■ **Fragmento seleccionado**:
______
Por Felipe Harboe
Quienes somos delegados por los ciudadanos para propender al bien común y al mejoramiento de la calidad de vida tenemos una enorme responsabilidad. Por un lado –y como cualquier trabajador- hacer bien nuestro trabajo; y por la otra, intentar representar fielmente el mandato ciudadano, o al menos ser consecuente entre lo comprometido y lo obrado.
En ese proceso es admisible todo tipo de debate sobre ideas, formas y modos de cumplir el objetivo de propender al bien común, incluso los más apasionados y aquellos que reclaman de manera vehemente contra las reformas que les parecen erradas o atentatorias contra su propia concepción de derechos o libertades.
El problema de hoy es que frente a un proceso de reformas profundas y estructurales en áreas de tanta sensibilidad como la educación, la interrupción del embarazo, la estructura y carga impositiva o la discusión sobre una nueva carta fundamental, la clase política –por razones que desconozco- ha optado por un tipo de debate de vuelo rasante y escasa profundidad, prefiriendo la descalificación de los interlocutores o instituciones que opinan distinto. En ese debate, la denostación, la denuncia, la mentira, injuria, e incluso la calumnia, valen para intentar desacreditar la opción adversaria. Lo que hemos visto estos días resulta extremadamente preocupante. Se ha perdido la estética de la política. El lenguaje es cada día más soez y lesivo y quien dice la mayor agresión es quien obtiene mayor notoriedad mediática. En dicho proceso algunos “líderes” o sus “operadores” utilizan el anonimato de las redes sociales como mecanismo de denostación de quienes piensan distinto.
______
Entradas de la colección
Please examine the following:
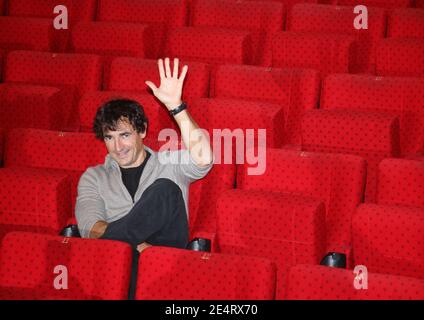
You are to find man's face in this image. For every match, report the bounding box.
[104,121,146,168]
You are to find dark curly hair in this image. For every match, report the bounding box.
[93,99,148,140]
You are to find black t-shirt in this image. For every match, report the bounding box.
[120,151,150,200]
______
■ **Trabajo requerido**:
1. Según la columna, ¿qué usan algunos "líderes" o sus "operadores" como mecanismo para denostar a quienes piensan distinto?
2. Reproduce el pasaje de la columna que comienza con "En ese proceso" y continúa hasta "derechos o libertades.".
Responde basándote solo en la columna.

■ **Respuestas por tarea**:
1. El anonimato de las redes sociales.

2.
En ese proceso es admisible todo tipo de debate sobre ideas, formas y modos de cumplir el objetivo de propender al bien común, incluso los más apasionados y aquellos que reclaman de manera vehemente contra las reformas que les parecen erradas o atentatorias contra su propia concepción de derechos o libertades.